▶ _Provided text_
★ ★ ★ ★ ★
From: Tony Rogerson on
Smoke and mirrors --CELKO--

It's well documented the nested sets model does not scale on SQL Server.

You also mention you do not need to use UPDATE to remove sub-trees yet in
your example you use errr.. UPDATE!

The other problem with your implementation of nested sets is that there is
no history - you have to copy the entire data to form history - for each
change!!! Horrendous.

--ROGGIE--

"--CELKO--" <jcelko212(a)earthlink.net> wrote in message
news:86d96022-b12c-47d2-85f7-195513f026a1(a)u9g2000prm.googlegroups.com...
>>> The nested sets model does not scale compared to other solutions.<<
>
> Next month I will be consulting in Chicago for a company that makes a
> product which extracts data from SAP into SQL Server for reporting.
> The emails with the negations specifically thanked me for the Nested
> Sets model. Several years ago, I re-designed a portal control package
> with the Nested Sets model. The schema was reduced from about sixty
> tables to six. We tested it on tree with seven levels and about 100K
> nodes. The performance improvement 2-3 orders of magnitude. In
> fairness, the old code had gotten a bit out of hand. People had added
> data integrity checking in triggers and code and we were able to do it
> in the DDL instead.
>
>>> To remove nodes not only do you have to delete the node rows but you
>>> also have to update the left/right columns to "fix" the order that the
>>> nested sets model relies on (hardly relational!). <<
>
> No, you don't have to updated (lft, rgt) values if all you want to use
> is the containment property. If you want to use the "algebraic"
> property to get the size of subtrees, then you close gaps and that is
> easily done.
>
> The nice part is that the tree structure is in a table with very short
> rows (two integers and the foreign key to the nodes are, say, 16 to 20
> bytes per row), so a lot of them fit into a data page. Use a
> clustered index and most operations use a simple table scan that
> starts at lft value and stops at the matching rgt.
>
> But why be abstract? Bill, here is the code:
>
> /* remove subtree rooted at given node */
> CREATE PROCEDURE DeleteSubtree (@my_node_id <type>)
> AS
> BEGIN
> -- remove subtree
> DELETE FROM NestTree
> WHERE node_id
> IN (SELECT Subtree.node_id
> FROM NestTree AS Root,
> NestTree AS Subtree
> WHERE Root.node_id = @my_node_id
> AND Root.lft BETWEEN Subtree.lft
> AND Subtree.rgt);
> -- close gaps option
> UPDATE NestTree
> SET lft = (SELECT COUNT(*)
> FROM LftRgt.seq_nbr
> WHERE seq_nbr <= lft),
> rgt = (SELECT COUNT(*)
> FROM LftRgt.seq_nbr
> WHERE seq_nbr <= rgt);
> END;
>
> I am assuming you have a view defined this way, but these days, you
> might use a CTE on the UPDATE statement instead.
★ ★ ★ ★ ★
▶ _Dataset section_
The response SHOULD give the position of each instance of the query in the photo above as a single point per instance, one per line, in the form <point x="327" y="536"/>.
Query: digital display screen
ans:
★ ★ ★ ★ ★
▶ _To do_
In the forum thread about the nested sets model, how many tables did the redesigned portal control package's schema end up with? The lines above aren't needed for this.

▶ _The reply_
Six, down from about sixty.